# Sebastian lathe



## hydguy (Jan 3, 2014)

A litle post about my Sebastian flat belt lathe, age un-known (probably early 1900s??).

I bought this lathe a couple of years ago. It was a real basket case, having been (mis)used over several years.
The price was equivalent to about 300 USD, wich is kind of cheap here in Norway. 

I figured I could stand to lose the money if it was too much of a project.
At least I could sell it for scrap metal 

The first issue was to get the thing cleaned up, in order to see the state of things.
After hours of scraping, rubbing and a couple of liters of kerosene and countless worn out rags, most of the crud was removed.
To my big surprise, things were not all that bad, and there seemed to be ligth in the end of the tunnel. 
The spindle and spindle bearings were OK, only needed to shim for correct clearence and it was back in buisness.

The Apron was full of crud, but after a thurough cleaning and relubrication things went back to gether and worked flawlessly.
Feedscrew and powerfeed shaft were both in working order.
Crosslide screws and nuts have backlash, but it is livable.

This lathe relies on change gears in order to change the threading pitches, sadly I am missing most of the gears. So making gears is a future mill project. (just need to get rotary table first).
Luckaly I have managed to get by so far with the ones I have.

The power feed drive mechanism was also missing, so I made a rather poor "temporary" solution to get by.
The temporary fix is still in use, and works excellent. So I guess it will stay that way for some time to come


----------



## ARM (Jan 3, 2014)

Really  admire  U  Guys  getting  these  old  masterpieces  functional
Good  show  !!!
aRM


----------



## v7guy (Aug 3, 2014)

Looks awful familiar,  looks like I got the lil brother to yours!


----------



## DBN (Aug 4, 2014)

Hi, 

I get great enjoyment over repairing & restoring - it's a hobby for me.  You might wish to have a chat with John Knox who worked for the Sheldon company who made lathes, shapers, etc...  If I recall correctly, Sheldon took over the Sebastian company and he might be able to give you additional information.  John can be reached either by contacting him through his business http://www.leatherdrivebelts.com/ or through the Yahoo Sheldon lathe group. 

Be well,
DBN


----------

□ □ □

To do:
- a) List the usernames of everyone who posted in the Sebastian lathe thread.
- b) Revise the Sebastian lathe thread, everything from "The Apron was" down to "it is livable.", changing "backlash" to "play".

□ □ □

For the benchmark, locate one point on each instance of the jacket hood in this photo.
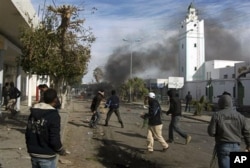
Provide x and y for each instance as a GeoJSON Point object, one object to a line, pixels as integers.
{"type": "Point", "coordinates": [225, 101]}
{"type": "Point", "coordinates": [40, 109]}
{"type": "Point", "coordinates": [171, 93]}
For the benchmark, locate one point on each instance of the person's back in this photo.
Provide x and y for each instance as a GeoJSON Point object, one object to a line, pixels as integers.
{"type": "Point", "coordinates": [42, 134]}
{"type": "Point", "coordinates": [230, 124]}
{"type": "Point", "coordinates": [175, 104]}
{"type": "Point", "coordinates": [154, 112]}
{"type": "Point", "coordinates": [188, 98]}
{"type": "Point", "coordinates": [228, 127]}
{"type": "Point", "coordinates": [113, 102]}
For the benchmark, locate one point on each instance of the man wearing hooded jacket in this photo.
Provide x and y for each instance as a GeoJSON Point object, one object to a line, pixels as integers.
{"type": "Point", "coordinates": [175, 111]}
{"type": "Point", "coordinates": [42, 134]}
{"type": "Point", "coordinates": [154, 124]}
{"type": "Point", "coordinates": [228, 127]}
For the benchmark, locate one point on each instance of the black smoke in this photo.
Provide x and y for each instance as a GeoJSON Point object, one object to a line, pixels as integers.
{"type": "Point", "coordinates": [220, 44]}
{"type": "Point", "coordinates": [160, 56]}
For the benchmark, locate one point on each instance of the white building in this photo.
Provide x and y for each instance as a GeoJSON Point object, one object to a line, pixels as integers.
{"type": "Point", "coordinates": [209, 78]}
{"type": "Point", "coordinates": [191, 45]}
{"type": "Point", "coordinates": [13, 15]}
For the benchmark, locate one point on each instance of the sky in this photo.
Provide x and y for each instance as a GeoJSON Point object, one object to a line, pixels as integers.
{"type": "Point", "coordinates": [150, 29]}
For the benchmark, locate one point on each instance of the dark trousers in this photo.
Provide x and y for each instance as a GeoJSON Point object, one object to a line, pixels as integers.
{"type": "Point", "coordinates": [174, 126]}
{"type": "Point", "coordinates": [117, 113]}
{"type": "Point", "coordinates": [187, 106]}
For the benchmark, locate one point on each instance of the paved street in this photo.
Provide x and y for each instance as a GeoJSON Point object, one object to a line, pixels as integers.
{"type": "Point", "coordinates": [113, 144]}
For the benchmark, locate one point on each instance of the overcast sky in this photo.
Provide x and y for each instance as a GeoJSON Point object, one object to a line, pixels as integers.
{"type": "Point", "coordinates": [151, 21]}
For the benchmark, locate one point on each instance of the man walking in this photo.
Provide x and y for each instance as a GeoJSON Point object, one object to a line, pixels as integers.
{"type": "Point", "coordinates": [113, 105]}
{"type": "Point", "coordinates": [42, 134]}
{"type": "Point", "coordinates": [95, 109]}
{"type": "Point", "coordinates": [228, 127]}
{"type": "Point", "coordinates": [175, 111]}
{"type": "Point", "coordinates": [154, 124]}
{"type": "Point", "coordinates": [14, 94]}
{"type": "Point", "coordinates": [188, 99]}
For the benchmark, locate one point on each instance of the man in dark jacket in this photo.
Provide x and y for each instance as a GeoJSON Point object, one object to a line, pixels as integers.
{"type": "Point", "coordinates": [154, 124]}
{"type": "Point", "coordinates": [14, 93]}
{"type": "Point", "coordinates": [95, 109]}
{"type": "Point", "coordinates": [228, 127]}
{"type": "Point", "coordinates": [188, 99]}
{"type": "Point", "coordinates": [42, 134]}
{"type": "Point", "coordinates": [175, 111]}
{"type": "Point", "coordinates": [113, 105]}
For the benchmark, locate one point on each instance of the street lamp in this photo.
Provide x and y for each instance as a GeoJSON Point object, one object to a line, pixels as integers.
{"type": "Point", "coordinates": [131, 63]}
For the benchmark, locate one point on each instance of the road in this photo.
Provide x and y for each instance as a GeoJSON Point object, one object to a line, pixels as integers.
{"type": "Point", "coordinates": [116, 147]}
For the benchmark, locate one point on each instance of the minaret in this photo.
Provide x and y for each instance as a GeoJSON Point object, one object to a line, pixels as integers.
{"type": "Point", "coordinates": [191, 46]}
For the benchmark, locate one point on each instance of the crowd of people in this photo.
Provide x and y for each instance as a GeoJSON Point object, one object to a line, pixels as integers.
{"type": "Point", "coordinates": [43, 138]}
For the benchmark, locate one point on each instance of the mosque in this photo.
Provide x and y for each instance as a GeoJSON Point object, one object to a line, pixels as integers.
{"type": "Point", "coordinates": [213, 77]}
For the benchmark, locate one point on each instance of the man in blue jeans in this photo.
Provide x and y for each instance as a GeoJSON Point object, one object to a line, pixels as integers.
{"type": "Point", "coordinates": [175, 111]}
{"type": "Point", "coordinates": [42, 134]}
{"type": "Point", "coordinates": [228, 127]}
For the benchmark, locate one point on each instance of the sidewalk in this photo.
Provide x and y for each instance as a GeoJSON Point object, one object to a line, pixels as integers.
{"type": "Point", "coordinates": [13, 152]}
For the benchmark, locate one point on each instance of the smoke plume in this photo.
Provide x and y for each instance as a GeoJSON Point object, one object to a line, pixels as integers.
{"type": "Point", "coordinates": [162, 57]}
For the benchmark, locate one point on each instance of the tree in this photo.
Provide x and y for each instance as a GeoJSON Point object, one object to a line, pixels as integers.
{"type": "Point", "coordinates": [59, 46]}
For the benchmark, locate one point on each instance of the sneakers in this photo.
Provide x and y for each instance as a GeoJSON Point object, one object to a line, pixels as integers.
{"type": "Point", "coordinates": [188, 139]}
{"type": "Point", "coordinates": [170, 141]}
{"type": "Point", "coordinates": [165, 149]}
{"type": "Point", "coordinates": [148, 152]}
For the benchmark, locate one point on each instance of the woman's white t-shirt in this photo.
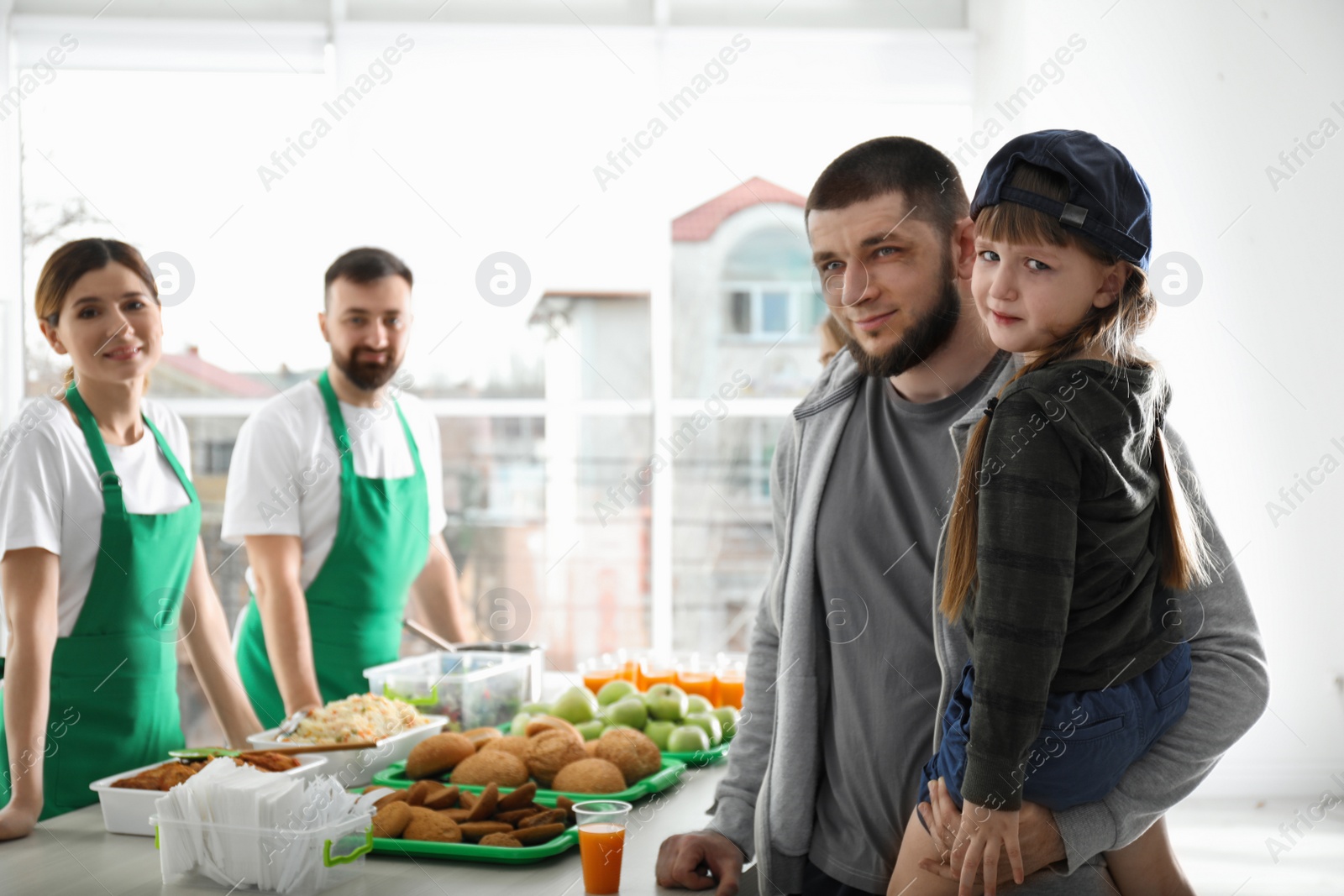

□ □ □

Answer set:
- a) hydguy, ARM, v7guy, DBN

- b)
The Apron was full of crud, but after a thurough cleaning and relubrication things went back to gether and worked flawlessly.
Feedscrew and powerfeed shaft were both in working order.
Crosslide screws and nuts have play, but it is livable.